You should now have two files in your directory named test[1-2]_R1_R2_cat.fastq. Lets see how many lines these files contain with the following command:

wc -l test*

You can return to the higher directory with this command:

cd ..

Finally one thing to keep in mind when running commands with parallel is that you can keep track of their progress (e.g. how many are left to run and the average runtime) with the --eta option.

2. Exploring the raw data

Alright now let's take a look at the data we'll be using for the main tutorial! The input files are FASTQ files, which contain information on the base-pairs in sequenced reads and the quality scores of each base-pair.

One thing we should be aware of when dealing with metagenomic data is that many tools will require a large amount of computational resources in order to run. As such they can either take a while to run or in some cases fail to run at all due to issues such as insufficient memory. In many cases it is unlikely that the metagenomic analysis of microbiome samples can be completed on a standard laptop in a timely manner.

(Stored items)
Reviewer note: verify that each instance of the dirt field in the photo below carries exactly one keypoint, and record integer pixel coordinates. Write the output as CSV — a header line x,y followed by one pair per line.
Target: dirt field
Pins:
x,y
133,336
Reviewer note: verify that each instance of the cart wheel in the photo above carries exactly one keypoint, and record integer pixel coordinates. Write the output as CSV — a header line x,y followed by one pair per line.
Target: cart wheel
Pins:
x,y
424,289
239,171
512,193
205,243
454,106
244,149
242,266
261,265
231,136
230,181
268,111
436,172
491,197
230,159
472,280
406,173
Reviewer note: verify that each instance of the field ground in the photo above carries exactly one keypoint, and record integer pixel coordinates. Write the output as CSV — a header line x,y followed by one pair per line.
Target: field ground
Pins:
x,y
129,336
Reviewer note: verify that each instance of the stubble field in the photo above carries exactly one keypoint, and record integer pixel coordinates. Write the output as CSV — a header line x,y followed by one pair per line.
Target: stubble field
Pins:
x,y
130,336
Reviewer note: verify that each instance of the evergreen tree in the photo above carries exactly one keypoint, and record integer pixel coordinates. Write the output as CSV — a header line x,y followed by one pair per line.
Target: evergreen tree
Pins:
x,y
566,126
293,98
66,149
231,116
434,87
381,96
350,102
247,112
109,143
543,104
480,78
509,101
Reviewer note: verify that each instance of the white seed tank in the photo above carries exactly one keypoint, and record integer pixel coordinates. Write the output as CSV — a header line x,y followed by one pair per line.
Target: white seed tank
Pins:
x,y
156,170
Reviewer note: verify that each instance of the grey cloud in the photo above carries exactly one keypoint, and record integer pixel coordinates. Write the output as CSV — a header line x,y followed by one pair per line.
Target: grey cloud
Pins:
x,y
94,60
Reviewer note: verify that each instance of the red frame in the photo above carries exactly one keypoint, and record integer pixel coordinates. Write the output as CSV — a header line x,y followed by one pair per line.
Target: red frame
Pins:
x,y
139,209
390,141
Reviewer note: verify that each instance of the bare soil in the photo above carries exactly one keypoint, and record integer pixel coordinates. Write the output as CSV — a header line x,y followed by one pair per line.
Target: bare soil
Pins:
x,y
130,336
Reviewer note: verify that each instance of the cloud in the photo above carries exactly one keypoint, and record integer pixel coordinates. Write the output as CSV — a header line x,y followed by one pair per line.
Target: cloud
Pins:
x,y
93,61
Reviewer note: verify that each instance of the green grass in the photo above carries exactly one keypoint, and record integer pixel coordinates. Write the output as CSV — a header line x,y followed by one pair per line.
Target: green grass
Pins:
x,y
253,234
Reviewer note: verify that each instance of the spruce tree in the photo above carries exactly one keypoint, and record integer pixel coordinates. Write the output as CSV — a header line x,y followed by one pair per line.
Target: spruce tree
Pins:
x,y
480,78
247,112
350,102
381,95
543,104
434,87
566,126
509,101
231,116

Task instructions —
(a) Condense the tutorial extract's paragraph that begins "One thing we should be aware of" into a short bulleted list that keeps its main facts.
(b) Write the next few sentences of the tutorial extract, picking up after its final sentence.
The records play no part in the work asked here.

Answers by item number —
(a)
- Many tools for metagenomic data need large amounts of computational resources.
- As a result, they may take a long time to run or fail entirely, for example because of insufficient memory.
- Metagenomic analysis of microbiome samples often cannot be finished on a standard laptop in a timely manner.

(b)
For now we'll work with ten example sub-sampled FASTQs, that were downloaded from the HMP2 database that examined individuals with and without inflammatory bowel disease. These files are much smaller than normal metagenomic sequencing files but will speed up our data processing during this tutorial!

First we will need to copy the files from the storage section of our machine into our workspace. If you aren't in the IMPACTT workshop then you don't need to run this command

cp -r ~/CourseData/Module4/Data/raw_data/ .

Note the -r flag on the copy command indicates that we want to copy a directory and not an individual file and the . indicates that we are copying these into the current directory.

Take a look with less at the forward ("R1") and reverse ("R2") reads of one of the files.

less raw_data/CSM7KOMH_R1_subsampled.fastq.gz
less raw_data/CSM7KOMH_R2_subsampled.fastq.gz

You'll see that there are 4 lines for each individual read. Also, note that in the forward and reverse FASTQs for each sample that the read ids (the 1st line for each read) are the same and in the same order (except for /1 or /2 at the end).

To find out how many reads are in each forward FASTQ we can simply count the number of lines in a file and divide it by 4. Since the files are gzipped we'll need to use zcat to uncompress them on the fly and pipe (|) this as input to the wc -l command, which will return the number of lines in plaintext files.

zcat raw_data/CSM7KOMH_R1_subsampled.fastq.gz | wc -l
zcat raw_data/HSM6XRQY_R1_subsampled.fastq.gz | wc -l

We can see that the files have the same number of lines and therefore have the same read depths. However, this is not always the case with MGS data!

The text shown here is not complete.